------ Texto fuente

El otro “campo”, el que desaparece por la soja

Escrito por el 15/08/2008

Los cada vez mayores conflictos de tierras en el norte de Argentina demuestran que la constante expansión de la frontera agropecuaria,  principalmente para la producción de soja y ganadería (que en gran medida fue “corrida” hacia el norte también por la soja), impacta fuertemente sobre las comunidades campesinas e indígenas.

Desde hace miles de años los pueblos originarios viven en armonía con bosques y selvas; manteniendo el orden de la naturaleza, la pureza del agua y del aire, sin contaminar ni causar erosión de los suelos.
Las comunidades indígenas en general siguen viviendo de la naturaleza de un modo sustentable: no la destruyen en áreas enormes, sino que dejan la mayor parte del terreno en estado silvestre con todas las especies de animales y vegetales propias de cada área.
Se calcula que en nuestro país viven actualmente entre 450 mil y más de un millón de indígenas pertenecientes a más de 20 etnias. Muchos aún permanecen en el entorno natural que los vio nacer, pero muchos otros han tenido que emigrar a las ciudades, en la mayoría de los casos por la creciente devastación de sus fuentes de subsistencia e identidad.
A partir de la década del 90 nuestro país sufre un fuerte impulso de la deforestación, favorecido por la inversión en infraestructura, los cambios tecnológicos (la introducción de los transgénicos y la siembra directa) y el contexto internacional, que generó uno de los procesos de transformación de bosques nativos de mayores dimensiones en la historia del país.
Según datos de la Secretaría de Agricultura, Ganadería, Pesca y Alimentos las áreas dedicadas a la producción de soja en nuestro país pasaron de 5.088.00 hectáreas en la campaña 1992/1993 a 16.660.000 hectáreas en la campaña 2006/2007.
Así, al proceso de degradación del bosque que producía la tala indiscriminada se le sumó un fenómeno aún peor: el desmonte con maquinaria pesada en búsqueda de nuevas tierras para ampliar la frontera agropecuaria, principalmente para la producción de soja y ganadería (que en gran medida fue “corrida” hacia el norte también por la soja).
Los números de la Secretaría de Ambiente y Desarrollo Sustentable de la Nación son elocuentes: en el período 2002-2006 la deforestación de todo el país fue de 2.295.567 hectáreas, lo que implica un alarmante promedio de casi 300.000 hectáreas al año, lo que equivale a la desaparición de 1 hectárea de bosques cada dos minutos.
Pero el fenómeno de la “sojización” puede avanzar aún más ya que actualmente están en marcha varios proyectos de producción a gran escala de biocombustibles, principalmente a base de soja, que implicarán una nueva presión para habilitar nuevas tierras para cultivos, impulsando aún más la agricultura sobre áreas boscosas: las plantas en construcción y proyectadas de aquí al 2010 alcanzarán una producción de más de 4 millones de toneladas por año, por lo que se estima que este nivel de producción demandará, al menos, 9 millones de toneladas más de soja.

------------
------ Datos proporcionados

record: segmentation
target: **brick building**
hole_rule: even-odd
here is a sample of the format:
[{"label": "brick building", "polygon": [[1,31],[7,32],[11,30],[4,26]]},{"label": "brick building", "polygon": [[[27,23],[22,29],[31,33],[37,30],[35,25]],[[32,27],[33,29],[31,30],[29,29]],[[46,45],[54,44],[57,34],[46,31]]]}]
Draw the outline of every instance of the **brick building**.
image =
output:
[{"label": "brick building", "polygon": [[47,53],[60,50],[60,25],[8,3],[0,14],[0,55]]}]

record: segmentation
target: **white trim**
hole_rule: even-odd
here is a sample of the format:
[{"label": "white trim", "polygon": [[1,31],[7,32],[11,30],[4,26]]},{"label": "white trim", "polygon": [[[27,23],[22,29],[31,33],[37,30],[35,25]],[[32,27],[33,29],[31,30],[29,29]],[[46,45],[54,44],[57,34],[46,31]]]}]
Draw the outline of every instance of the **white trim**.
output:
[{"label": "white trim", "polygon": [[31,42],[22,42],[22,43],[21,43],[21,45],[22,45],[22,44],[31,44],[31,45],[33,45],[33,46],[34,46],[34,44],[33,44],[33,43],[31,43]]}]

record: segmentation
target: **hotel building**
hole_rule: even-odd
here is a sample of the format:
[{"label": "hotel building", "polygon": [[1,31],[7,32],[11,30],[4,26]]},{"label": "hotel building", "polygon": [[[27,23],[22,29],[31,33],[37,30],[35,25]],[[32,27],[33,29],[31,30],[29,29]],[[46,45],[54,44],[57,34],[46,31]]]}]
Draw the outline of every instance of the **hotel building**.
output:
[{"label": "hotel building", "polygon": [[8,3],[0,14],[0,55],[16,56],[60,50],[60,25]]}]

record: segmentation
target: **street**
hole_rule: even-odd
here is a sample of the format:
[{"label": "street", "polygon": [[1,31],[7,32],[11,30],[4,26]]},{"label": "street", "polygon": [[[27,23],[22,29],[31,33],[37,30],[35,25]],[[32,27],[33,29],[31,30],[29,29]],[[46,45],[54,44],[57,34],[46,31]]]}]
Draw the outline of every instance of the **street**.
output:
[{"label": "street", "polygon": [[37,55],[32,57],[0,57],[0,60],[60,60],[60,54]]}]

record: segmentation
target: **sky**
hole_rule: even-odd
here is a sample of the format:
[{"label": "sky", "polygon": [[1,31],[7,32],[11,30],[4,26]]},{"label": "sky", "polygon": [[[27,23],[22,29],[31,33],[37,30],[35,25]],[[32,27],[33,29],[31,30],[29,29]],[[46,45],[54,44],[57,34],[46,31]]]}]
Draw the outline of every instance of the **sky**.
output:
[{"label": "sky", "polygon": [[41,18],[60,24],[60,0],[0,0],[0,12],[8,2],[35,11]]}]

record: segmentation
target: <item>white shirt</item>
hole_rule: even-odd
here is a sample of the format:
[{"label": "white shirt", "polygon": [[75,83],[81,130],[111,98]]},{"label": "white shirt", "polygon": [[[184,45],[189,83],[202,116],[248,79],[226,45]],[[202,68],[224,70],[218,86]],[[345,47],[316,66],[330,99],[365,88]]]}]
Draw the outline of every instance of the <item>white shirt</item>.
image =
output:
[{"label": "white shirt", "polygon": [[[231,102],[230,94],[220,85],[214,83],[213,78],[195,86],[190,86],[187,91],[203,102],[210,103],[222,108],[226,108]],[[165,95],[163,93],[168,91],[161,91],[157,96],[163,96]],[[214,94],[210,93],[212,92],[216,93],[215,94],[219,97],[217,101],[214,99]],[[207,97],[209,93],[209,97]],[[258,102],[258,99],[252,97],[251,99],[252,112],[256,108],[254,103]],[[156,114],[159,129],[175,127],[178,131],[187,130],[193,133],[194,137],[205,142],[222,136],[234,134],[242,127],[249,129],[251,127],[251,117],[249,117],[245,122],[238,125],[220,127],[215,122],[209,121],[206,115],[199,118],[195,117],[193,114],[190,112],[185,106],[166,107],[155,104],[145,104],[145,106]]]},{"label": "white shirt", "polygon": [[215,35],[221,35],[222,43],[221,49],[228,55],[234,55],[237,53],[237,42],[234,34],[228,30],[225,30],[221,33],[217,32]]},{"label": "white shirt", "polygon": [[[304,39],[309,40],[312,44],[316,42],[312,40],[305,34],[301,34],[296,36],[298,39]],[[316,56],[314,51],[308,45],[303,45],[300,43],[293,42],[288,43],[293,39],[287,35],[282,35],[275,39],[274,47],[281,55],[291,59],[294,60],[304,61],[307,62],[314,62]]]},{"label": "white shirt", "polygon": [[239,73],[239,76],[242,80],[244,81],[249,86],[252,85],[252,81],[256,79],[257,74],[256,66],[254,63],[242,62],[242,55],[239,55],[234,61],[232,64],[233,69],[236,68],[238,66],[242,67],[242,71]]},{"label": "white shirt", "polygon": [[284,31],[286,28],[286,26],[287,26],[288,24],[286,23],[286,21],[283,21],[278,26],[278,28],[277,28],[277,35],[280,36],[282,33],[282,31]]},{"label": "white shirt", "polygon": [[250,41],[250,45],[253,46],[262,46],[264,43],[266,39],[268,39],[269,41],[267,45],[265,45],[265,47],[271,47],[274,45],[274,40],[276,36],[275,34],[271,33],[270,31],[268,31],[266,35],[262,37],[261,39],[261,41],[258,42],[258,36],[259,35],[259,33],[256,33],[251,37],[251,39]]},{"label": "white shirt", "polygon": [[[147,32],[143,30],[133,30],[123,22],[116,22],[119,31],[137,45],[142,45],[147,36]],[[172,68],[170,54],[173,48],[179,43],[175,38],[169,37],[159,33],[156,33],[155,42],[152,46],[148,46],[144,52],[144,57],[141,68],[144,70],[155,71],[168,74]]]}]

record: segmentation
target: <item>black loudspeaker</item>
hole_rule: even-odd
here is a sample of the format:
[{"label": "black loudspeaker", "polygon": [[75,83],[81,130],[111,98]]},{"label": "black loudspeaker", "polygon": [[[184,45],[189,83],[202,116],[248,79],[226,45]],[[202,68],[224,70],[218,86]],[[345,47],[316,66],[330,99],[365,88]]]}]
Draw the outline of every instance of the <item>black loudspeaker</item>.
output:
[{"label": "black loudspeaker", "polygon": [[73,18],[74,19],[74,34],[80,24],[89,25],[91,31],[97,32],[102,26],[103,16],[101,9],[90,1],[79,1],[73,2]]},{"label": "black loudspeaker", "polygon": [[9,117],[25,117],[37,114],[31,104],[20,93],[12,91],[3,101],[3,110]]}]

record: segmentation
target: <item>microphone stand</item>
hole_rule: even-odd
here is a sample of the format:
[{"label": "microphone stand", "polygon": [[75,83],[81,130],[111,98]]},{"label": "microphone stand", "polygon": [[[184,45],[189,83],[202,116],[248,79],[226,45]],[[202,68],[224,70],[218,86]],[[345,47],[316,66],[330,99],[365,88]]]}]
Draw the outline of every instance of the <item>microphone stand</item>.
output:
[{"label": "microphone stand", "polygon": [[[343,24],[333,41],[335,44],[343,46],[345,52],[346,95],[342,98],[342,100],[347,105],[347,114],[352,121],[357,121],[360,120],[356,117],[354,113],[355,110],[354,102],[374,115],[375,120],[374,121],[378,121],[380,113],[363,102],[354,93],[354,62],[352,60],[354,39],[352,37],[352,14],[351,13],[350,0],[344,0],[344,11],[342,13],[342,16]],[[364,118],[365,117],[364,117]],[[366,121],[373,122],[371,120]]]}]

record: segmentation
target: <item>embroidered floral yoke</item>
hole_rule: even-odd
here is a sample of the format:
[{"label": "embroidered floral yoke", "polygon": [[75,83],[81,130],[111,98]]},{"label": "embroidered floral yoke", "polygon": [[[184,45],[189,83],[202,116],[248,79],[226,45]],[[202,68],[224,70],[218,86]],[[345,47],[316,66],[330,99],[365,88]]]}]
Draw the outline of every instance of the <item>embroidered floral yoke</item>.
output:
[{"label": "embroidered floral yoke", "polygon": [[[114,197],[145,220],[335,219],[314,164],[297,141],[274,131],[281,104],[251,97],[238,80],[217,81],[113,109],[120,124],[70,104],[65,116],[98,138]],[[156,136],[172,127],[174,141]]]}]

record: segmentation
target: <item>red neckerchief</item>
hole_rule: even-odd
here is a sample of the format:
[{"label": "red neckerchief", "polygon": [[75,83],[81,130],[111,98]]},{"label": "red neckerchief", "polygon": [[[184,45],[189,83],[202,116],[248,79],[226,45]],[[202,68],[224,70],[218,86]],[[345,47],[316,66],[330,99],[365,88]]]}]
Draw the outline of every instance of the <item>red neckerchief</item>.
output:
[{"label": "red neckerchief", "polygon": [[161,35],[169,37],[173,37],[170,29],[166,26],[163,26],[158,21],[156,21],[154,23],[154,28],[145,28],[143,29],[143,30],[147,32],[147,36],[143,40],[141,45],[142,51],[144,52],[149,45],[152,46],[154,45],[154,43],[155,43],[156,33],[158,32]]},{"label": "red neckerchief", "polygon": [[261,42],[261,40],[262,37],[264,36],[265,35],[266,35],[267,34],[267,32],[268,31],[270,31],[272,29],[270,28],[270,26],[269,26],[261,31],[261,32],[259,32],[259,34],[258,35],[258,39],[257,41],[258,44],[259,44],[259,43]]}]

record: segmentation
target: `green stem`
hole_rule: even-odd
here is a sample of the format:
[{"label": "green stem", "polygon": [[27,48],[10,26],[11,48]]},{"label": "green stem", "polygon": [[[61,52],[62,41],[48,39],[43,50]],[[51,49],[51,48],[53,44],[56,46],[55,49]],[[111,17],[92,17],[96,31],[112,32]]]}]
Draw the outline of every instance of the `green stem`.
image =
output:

------------

* _Consigna_:
¿Puedes transcribir sin cambios, del texto sobre la soja y el desmonte, el pasaje que empieza con "Los cada vez" y sigue hasta "de los suelos."?

* _Resultado del ejercicio_:
Los cada vez mayores conflictos de tierras en el norte de Argentina demuestran que la constante expansión de la frontera agropecuaria,  principalmente para la producción de soja y ganadería (que en gran medida fue “corrida” hacia el norte también por la soja), impacta fuertemente sobre las comunidades campesinas e indígenas.

Desde hace miles de años los pueblos originarios viven en armonía con bosques y selvas; manteniendo el orden de la naturaleza, la pureza del agua y del aire, sin contaminar ni causar erosión de los suelos.